**JOB:** Arrange every line of the records below as a JSON list of strings, one string per line, skipping any blank lines.

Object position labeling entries
* START *
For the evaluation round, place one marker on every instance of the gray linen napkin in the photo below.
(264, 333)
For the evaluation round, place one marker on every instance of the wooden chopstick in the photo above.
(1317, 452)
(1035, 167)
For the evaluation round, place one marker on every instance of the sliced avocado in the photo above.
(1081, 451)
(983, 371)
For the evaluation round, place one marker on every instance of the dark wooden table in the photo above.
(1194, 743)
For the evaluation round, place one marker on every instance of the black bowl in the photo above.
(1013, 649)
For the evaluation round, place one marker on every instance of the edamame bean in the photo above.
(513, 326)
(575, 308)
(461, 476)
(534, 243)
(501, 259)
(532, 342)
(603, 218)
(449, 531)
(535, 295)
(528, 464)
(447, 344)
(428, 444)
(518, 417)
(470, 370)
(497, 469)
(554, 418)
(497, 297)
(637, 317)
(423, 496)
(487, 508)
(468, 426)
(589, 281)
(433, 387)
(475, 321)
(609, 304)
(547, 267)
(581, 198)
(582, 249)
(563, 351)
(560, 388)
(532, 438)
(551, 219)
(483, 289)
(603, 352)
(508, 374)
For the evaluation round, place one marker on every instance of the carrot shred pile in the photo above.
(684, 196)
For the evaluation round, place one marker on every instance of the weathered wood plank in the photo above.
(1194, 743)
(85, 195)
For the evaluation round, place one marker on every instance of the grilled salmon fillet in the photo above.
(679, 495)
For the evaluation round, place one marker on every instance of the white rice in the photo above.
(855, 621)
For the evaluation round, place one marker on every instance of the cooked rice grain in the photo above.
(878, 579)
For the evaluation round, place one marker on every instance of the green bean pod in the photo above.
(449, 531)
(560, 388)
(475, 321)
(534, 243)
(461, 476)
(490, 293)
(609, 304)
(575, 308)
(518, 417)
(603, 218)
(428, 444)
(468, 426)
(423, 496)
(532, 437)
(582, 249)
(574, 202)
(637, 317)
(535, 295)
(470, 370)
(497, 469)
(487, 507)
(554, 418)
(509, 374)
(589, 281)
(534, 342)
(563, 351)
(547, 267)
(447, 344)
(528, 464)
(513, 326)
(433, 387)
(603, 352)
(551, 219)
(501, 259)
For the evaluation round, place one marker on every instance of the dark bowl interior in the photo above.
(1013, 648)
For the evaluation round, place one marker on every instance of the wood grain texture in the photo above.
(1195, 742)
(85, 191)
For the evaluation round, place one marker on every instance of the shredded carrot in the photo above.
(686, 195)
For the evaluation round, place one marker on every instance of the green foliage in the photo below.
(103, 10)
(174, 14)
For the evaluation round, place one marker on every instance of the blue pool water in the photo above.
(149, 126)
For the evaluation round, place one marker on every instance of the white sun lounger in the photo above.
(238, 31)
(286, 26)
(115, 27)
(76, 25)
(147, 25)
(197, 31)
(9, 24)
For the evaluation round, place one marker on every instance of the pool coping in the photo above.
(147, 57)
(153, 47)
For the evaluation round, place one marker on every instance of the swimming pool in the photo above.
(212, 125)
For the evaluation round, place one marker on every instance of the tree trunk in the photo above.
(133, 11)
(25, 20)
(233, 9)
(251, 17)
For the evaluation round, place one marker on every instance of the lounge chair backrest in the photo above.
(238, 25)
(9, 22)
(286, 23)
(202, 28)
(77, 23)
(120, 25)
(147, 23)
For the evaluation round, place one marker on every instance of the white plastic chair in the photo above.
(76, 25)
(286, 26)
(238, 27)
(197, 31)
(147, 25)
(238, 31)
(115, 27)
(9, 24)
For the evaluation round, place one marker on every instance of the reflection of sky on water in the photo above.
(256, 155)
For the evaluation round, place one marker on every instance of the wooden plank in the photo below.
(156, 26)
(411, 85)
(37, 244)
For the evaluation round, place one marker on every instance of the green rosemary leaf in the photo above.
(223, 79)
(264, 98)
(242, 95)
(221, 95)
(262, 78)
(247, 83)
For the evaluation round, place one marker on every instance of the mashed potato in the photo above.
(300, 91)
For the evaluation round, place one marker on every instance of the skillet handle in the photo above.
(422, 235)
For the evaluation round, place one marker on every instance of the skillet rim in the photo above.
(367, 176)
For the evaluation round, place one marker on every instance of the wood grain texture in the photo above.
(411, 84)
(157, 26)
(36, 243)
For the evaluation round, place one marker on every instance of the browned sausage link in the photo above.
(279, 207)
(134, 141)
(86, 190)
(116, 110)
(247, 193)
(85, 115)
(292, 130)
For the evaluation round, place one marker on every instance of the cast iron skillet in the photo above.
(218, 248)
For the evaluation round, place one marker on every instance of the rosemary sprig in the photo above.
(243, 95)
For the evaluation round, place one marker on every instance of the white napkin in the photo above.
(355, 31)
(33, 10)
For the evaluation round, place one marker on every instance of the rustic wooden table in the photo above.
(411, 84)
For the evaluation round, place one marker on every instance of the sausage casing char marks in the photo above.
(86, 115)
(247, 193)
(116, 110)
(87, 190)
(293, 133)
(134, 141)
* END *
**FULL SOLUTION:**
[
  "For the evaluation round, place one marker on every instance of the gray linen napkin in the photo below.",
  "(264, 333)",
  "For the evaluation round, place one marker on every instance of the wooden chopstick in the photo above.",
  "(1317, 452)",
  "(1035, 167)",
  "For the evaluation round, place one marker on every instance of the sliced avocado in the photo above.",
  "(1081, 451)",
  "(983, 371)",
  "For the evaluation round, place one marker on every instance of the dark wooden table in the photo above.",
  "(1194, 743)",
  "For the evaluation round, place one marker on every instance of the black bowl in the photo above.",
  "(1013, 649)",
  "For the evaluation round, place one marker on every instance of the edamame bean in the photo above.",
  "(513, 326)",
  "(575, 308)",
  "(461, 476)",
  "(534, 243)",
  "(501, 259)",
  "(532, 342)",
  "(603, 218)",
  "(449, 531)",
  "(535, 295)",
  "(528, 464)",
  "(447, 344)",
  "(428, 444)",
  "(518, 417)",
  "(470, 370)",
  "(497, 469)",
  "(554, 418)",
  "(497, 297)",
  "(637, 317)",
  "(423, 496)",
  "(487, 508)",
  "(468, 426)",
  "(589, 281)",
  "(433, 387)",
  "(475, 321)",
  "(609, 304)",
  "(547, 267)",
  "(581, 198)",
  "(582, 249)",
  "(563, 351)",
  "(560, 388)",
  "(532, 438)",
  "(551, 219)",
  "(483, 289)",
  "(603, 352)",
  "(508, 374)",
  "For the evaluation round, place one marker on every instance of the carrot shred pile in the photo above.",
  "(684, 196)",
  "For the evaluation round, place one marker on every instance of the weathered wood plank in the photo above.",
  "(1194, 743)",
  "(85, 195)",
  "For the evaluation round, place one marker on every instance of the grilled salmon fillet in the photo above.",
  "(679, 495)",
  "For the evaluation round, place one marker on every instance of the white rice in the photo above.",
  "(855, 621)",
  "For the evaluation round, place one marker on every instance of the cooked rice grain in the photo above.",
  "(878, 579)",
  "For the evaluation round, place one marker on every instance of the green bean pod in the photo above.",
  "(449, 531)",
  "(560, 388)",
  "(475, 321)",
  "(534, 243)",
  "(461, 476)",
  "(490, 293)",
  "(609, 304)",
  "(575, 308)",
  "(518, 417)",
  "(603, 218)",
  "(428, 444)",
  "(468, 426)",
  "(423, 496)",
  "(532, 437)",
  "(582, 249)",
  "(574, 202)",
  "(637, 317)",
  "(535, 295)",
  "(470, 370)",
  "(497, 469)",
  "(487, 507)",
  "(554, 418)",
  "(509, 374)",
  "(589, 281)",
  "(534, 342)",
  "(563, 351)",
  "(547, 267)",
  "(447, 344)",
  "(528, 464)",
  "(513, 326)",
  "(433, 387)",
  "(603, 352)",
  "(551, 219)",
  "(501, 259)",
  "For the evaluation round, place one marker on every instance of the dark bowl interior in the photo above.",
  "(1013, 648)",
  "For the evaluation round, place one marker on every instance of the wood grain texture in the photo above.",
  "(1195, 742)",
  "(85, 191)",
  "For the evaluation round, place one marker on every instance of the shredded carrot in the photo above.",
  "(686, 195)",
  "For the evaluation round, place one marker on every instance of the green foliage in the photo below.",
  "(103, 10)",
  "(174, 14)",
  "For the evaluation round, place one marker on every instance of the blue pool water in the photo above.",
  "(149, 126)",
  "For the evaluation round, place one marker on every instance of the white sun lounger in the photo above.",
  "(238, 31)",
  "(286, 26)",
  "(115, 27)",
  "(76, 25)",
  "(147, 25)",
  "(197, 31)",
  "(9, 24)",
  "For the evaluation round, place one marker on every instance of the pool coping in the photo above.",
  "(147, 57)",
  "(153, 47)",
  "For the evaluation round, place one marker on every instance of the swimming pool in the photo above.",
  "(212, 125)",
  "For the evaluation round, place one marker on every instance of the tree trunk in the photo above.",
  "(133, 11)",
  "(25, 20)",
  "(233, 9)",
  "(251, 17)",
  "For the evaluation round, place one marker on every instance of the lounge chair backrest in the photo above.",
  "(238, 25)",
  "(9, 22)",
  "(286, 23)",
  "(202, 28)",
  "(77, 23)",
  "(120, 25)",
  "(147, 23)",
  "For the evaluation round, place one marker on every instance of the white plastic chair in the photo above.",
  "(76, 25)",
  "(286, 26)",
  "(238, 27)",
  "(197, 31)",
  "(147, 25)",
  "(238, 31)",
  "(115, 27)",
  "(9, 24)",
  "For the evaluation round, place one marker on every instance of the reflection of sky on water in the photo above.",
  "(256, 155)",
  "For the evaluation round, place one marker on every instance of the wooden plank in the photo below.",
  "(156, 26)",
  "(411, 85)",
  "(37, 244)",
  "For the evaluation round, place one marker on every instance of the green rosemary leaf in the photo above.",
  "(223, 79)",
  "(264, 98)",
  "(242, 95)",
  "(221, 95)",
  "(262, 78)",
  "(247, 83)",
  "For the evaluation round, place one marker on every instance of the mashed potato in the photo above.",
  "(300, 91)",
  "For the evaluation round, place one marker on every instance of the skillet handle in the photo above.",
  "(422, 235)",
  "For the evaluation round, place one marker on every instance of the skillet rim in the photo above.",
  "(367, 176)",
  "For the evaluation round, place one marker on every instance of the wood grain texture in the photo above.",
  "(411, 84)",
  "(157, 26)",
  "(36, 243)",
  "For the evaluation round, place one marker on every instance of the browned sausage link in the photo above.",
  "(279, 207)",
  "(134, 141)",
  "(86, 190)",
  "(116, 110)",
  "(247, 193)",
  "(85, 115)",
  "(292, 130)",
  "For the evaluation round, place one marker on every instance of the cast iron skillet in the photo above.",
  "(218, 248)",
  "For the evaluation round, place one marker on every instance of the rosemary sprig in the photo above.",
  "(243, 95)",
  "For the evaluation round, place one marker on every instance of the white napkin in the photo above.",
  "(355, 31)",
  "(33, 10)",
  "For the evaluation round, place one marker on every instance of the rustic wooden table in the photo above.",
  "(411, 84)",
  "For the evaluation round, place one marker on every instance of the sausage casing char marks in the photo above.",
  "(86, 115)",
  "(247, 193)",
  "(116, 110)",
  "(87, 190)",
  "(293, 133)",
  "(134, 141)"
]